** Start DOCUMENT TEXT **

Sunday, November 28, 2010

After You'd Gone by Maggie O'Farrell

Title: After You'd Gone
Author: Maggie O'Farrell
Pages: 372
Edition: Paperback
Publisher: Penguin Book Literature

From the blurb:

"When Alice Raike's sisters come to pick her up at the train station, they find her wild-eyed, confused, and insistent on returning to London that very minute. Only a few hours later, they receive terrible news - Alice is lying in a coma after an accident that may or may not have been a suicide attempt. While her life hangs in the balance, Alice's family gathers at her bedside. As they wait, argue, and remember, long-buried tensions rise to the surface. Alice, meanwhile, sliding between different levels of consciousness, recalls her past and the end of a tragic love affair..."

I have to admit that my first attempt at reading this novel was an utter failure. Most often I begin reading my books a little distracted and entirely rely upon the author to pull me into the realm through the plot, style of narration or both. Hence, when the book failed to grasp my interest the first time, I put it down after reading a few pages, perplexed and a little disappointed. Then I wondered if it was my apprehension towards reading new authors combined with worldly distractions that needed to be blamed upon. I decided to give it another try. With a feverish concentration and a wrinkled forehead, I devoted a good amount of time reading the first few chapters of the book and this time around my efforts certainly paid off.

** End DOCUMENT TEXT **
** Start DATASET EXTRACT **

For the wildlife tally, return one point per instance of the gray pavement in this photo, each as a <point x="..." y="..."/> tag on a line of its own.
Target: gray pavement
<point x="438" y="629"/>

** End DATASET EXTRACT **

_EXERCISE DESCRIPTION_
Can you carry on the review of After You'd Gone, picking up after its final sentence? The listing is unrelated to the book review and stands apart from it.

_THE RESPONSE_
The book follows no chronological pattern, often narrated by various characters over different periods of time. The subjects of her novel often shift back and forth between past and present which might confuse or frustrate the readers at the beginning. However, once the initial premise is well built, the book races through the plot for a nail-biting finish. The story mainly focuses on three women Elspeth, Ann and Alice spanning over 3 generations. Elspeth, mother-in-law of Ann, nurtures Alice more than anyone else. Despite knowing some dirty family secrets, she strives to keeps the family bonds intact. Ann, who never properly loved her husband, remains loyal to someone else. Her adulterous behavior brings out negative emotions and her guilt leads to unpleasant encounters with Alice, which are often hysterical and painful. Alice who was never loved by her mother, comes across as a disturbed child and grows up to be cold and distant with her parents. The choices she makes in her life though poor at the beginning, flattens out eventually when she falls for the man who is a real sweetheart. But her self-doubts and insecurities try to rip apart the beautiful life she created. When she finally gets a grip on, she lost it altogether to fate. Though I didn't like Alice initially, the more I understood where she came from, the more I began to empathize with her.

The author touches upon several sensitive issues like religious clashes and infidelity but her triumph comes from those beautiful prose expressing several emotions ranging from love, loss, grief and self-neglect. She is adept at dealing with complexities of family relationships and it clearly comes through her writing. Especially, the passages describing the agony of grief-stricken Alice, the time when she bawls over the phone narrating her insecurities to her sister, unable to get on with her life, her losses - everything moved me to tears. It almost felt as if I was going through all the grief Alice was experiencing. I had to put down the book and cry for several minutes before moving on. What I really liked about the book was the fact that her characters seemed so real, their emotions not fabricated. Though the story constantly churned out several twists, most of it was predictable and it was not a surprising end altogether. In that way, I found it a little comforting that no more heart-breaks need to be endured. Highly recommended!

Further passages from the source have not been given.